Task details –
Please write out every one of the items below word for word.

Material for this task –
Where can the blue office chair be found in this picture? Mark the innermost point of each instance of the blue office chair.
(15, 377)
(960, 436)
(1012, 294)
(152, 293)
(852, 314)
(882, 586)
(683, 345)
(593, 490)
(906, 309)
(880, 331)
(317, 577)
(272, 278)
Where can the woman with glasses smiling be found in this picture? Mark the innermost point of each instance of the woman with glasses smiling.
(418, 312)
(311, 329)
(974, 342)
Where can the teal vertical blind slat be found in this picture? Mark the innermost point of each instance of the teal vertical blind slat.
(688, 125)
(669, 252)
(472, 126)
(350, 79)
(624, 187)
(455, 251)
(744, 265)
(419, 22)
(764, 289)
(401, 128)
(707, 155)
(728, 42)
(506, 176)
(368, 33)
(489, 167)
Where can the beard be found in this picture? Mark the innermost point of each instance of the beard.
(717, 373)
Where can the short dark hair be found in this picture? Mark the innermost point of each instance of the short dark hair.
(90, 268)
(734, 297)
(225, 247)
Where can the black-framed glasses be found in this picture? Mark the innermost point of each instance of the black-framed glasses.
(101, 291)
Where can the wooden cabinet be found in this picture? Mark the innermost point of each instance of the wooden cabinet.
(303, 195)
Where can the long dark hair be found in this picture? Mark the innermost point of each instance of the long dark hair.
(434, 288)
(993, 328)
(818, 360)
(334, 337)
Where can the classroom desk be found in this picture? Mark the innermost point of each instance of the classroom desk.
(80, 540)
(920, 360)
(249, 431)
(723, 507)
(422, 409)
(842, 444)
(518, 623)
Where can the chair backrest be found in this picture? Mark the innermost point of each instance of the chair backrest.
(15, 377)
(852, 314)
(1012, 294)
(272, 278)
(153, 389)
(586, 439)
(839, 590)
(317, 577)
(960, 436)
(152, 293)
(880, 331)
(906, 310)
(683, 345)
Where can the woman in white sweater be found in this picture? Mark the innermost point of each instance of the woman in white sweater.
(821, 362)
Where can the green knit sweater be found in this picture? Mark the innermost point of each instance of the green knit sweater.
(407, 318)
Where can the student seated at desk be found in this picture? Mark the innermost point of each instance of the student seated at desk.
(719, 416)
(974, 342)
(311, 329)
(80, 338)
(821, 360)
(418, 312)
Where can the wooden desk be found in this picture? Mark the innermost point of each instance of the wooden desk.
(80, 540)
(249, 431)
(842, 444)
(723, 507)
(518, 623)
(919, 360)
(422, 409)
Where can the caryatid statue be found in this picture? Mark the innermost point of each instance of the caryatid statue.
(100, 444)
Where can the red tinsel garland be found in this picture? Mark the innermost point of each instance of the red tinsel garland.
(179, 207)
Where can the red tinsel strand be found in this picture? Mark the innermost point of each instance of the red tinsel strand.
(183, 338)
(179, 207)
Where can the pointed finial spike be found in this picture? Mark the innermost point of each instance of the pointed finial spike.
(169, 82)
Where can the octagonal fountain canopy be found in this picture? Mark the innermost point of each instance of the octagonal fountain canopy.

Solution for this exercise –
Where can the blue office chair be found in this picture? Mark the innermost point of each instance of the blue office chair.
(15, 377)
(960, 436)
(1012, 294)
(152, 293)
(852, 314)
(882, 586)
(683, 345)
(593, 490)
(906, 309)
(880, 331)
(317, 577)
(272, 278)
Where can the woman with glasses smiling be found in this picture? Mark the innermost point of each instance of the woman with glasses smiling.
(418, 312)
(311, 329)
(974, 342)
Where can the teal vertical blind slat be found in this picture? Mark the innermost point of each instance of the teal vertical blind slat.
(688, 125)
(669, 252)
(472, 126)
(350, 79)
(624, 187)
(455, 251)
(744, 265)
(419, 22)
(764, 289)
(401, 128)
(707, 155)
(728, 42)
(506, 176)
(368, 33)
(489, 167)
Where can the beard be found in this picture? Mark the innermost point of each instance of the beard.
(717, 373)
Where can the short dark hair be found in this picture? Mark the innermost point of each instance of the short dark hair.
(90, 268)
(734, 297)
(225, 247)
Where can the black-framed glasses be found in this picture? Mark the innermost point of each instance of the black-framed glasses.
(101, 291)
Where can the wooden cabinet be found in this picture? Mark the innermost point of each instance of the wooden cabinet.
(303, 195)
Where can the long dark hair be found in this picture? Mark the innermost point of each instance of the long dark hair.
(434, 288)
(993, 328)
(818, 360)
(334, 337)
Where can the classroom desk be found in this picture? Mark the innermost point of each instance of the classroom desk.
(80, 540)
(920, 360)
(249, 431)
(723, 507)
(422, 409)
(842, 444)
(518, 623)
Where can the chair backrest be found in this picture? Mark the innermost point of each instance of the chair backrest.
(15, 377)
(852, 314)
(1012, 294)
(272, 278)
(153, 389)
(586, 439)
(839, 590)
(317, 577)
(960, 436)
(152, 293)
(880, 331)
(906, 310)
(683, 345)
Where can the woman in white sweater be found in this picture? Mark the innermost point of each instance of the woman in white sweater.
(821, 362)
Where can the green knit sweater be found in this picture? Mark the innermost point of each instance of the green knit sweater.
(407, 318)
Where can the student seated at desk be found in this picture? Mark the innermost point of each instance of the student seated at desk.
(719, 416)
(974, 342)
(311, 329)
(80, 338)
(821, 360)
(418, 312)
Where can the wooden desk be found in this picture? Mark the innermost point of each instance of the wooden desk.
(80, 540)
(249, 431)
(842, 444)
(723, 507)
(518, 623)
(919, 360)
(422, 409)
Where can the caryatid statue be found in this picture? Mark the innermost point of each instance of the caryatid statue.
(100, 444)
Where can the red tinsel garland be found in this picture? Mark the innermost point of each instance of the red tinsel garland.
(179, 207)
Where can the red tinsel strand be found in this picture? Mark the innermost point of each instance of the red tinsel strand.
(183, 338)
(179, 207)
Where can the pointed finial spike be found in this picture? Mark the innermost point of each instance of the pointed finial spike.
(169, 82)
Where can the octagonal fountain canopy be found in this picture? Mark the innermost point of each instance of the octagonal fountain canopy.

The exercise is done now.